## WORK INSTRUCTIONS
Would you transcribe the whole listing exactly and drop its images?

------------

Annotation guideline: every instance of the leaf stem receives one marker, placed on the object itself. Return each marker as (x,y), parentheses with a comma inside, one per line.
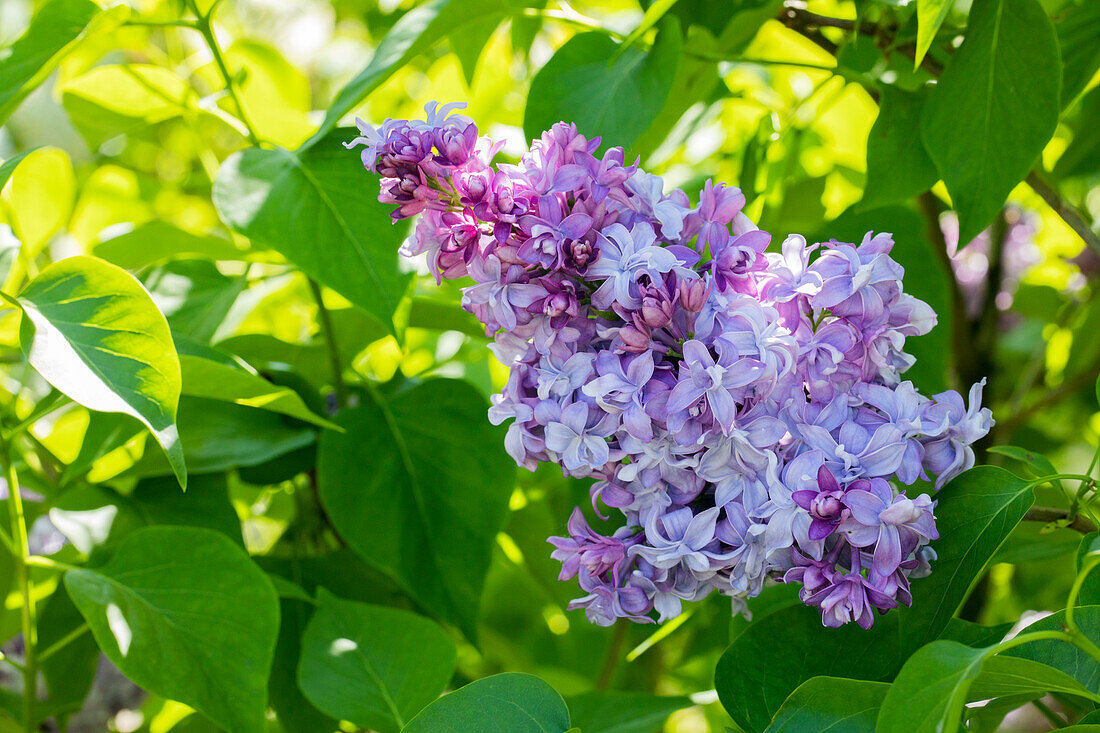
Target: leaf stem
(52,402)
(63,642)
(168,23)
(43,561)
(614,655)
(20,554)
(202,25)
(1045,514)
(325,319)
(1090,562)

------------

## WRITTEN ANSWER
Annotation guideline: every instance of the leaf stem receives one marker, placed on the object itself. Return each marker as (x,y), parentheses with a comma inside, one per line.
Target: leaf stem
(52,402)
(63,642)
(168,23)
(43,561)
(614,655)
(20,554)
(202,25)
(1045,514)
(325,319)
(1090,562)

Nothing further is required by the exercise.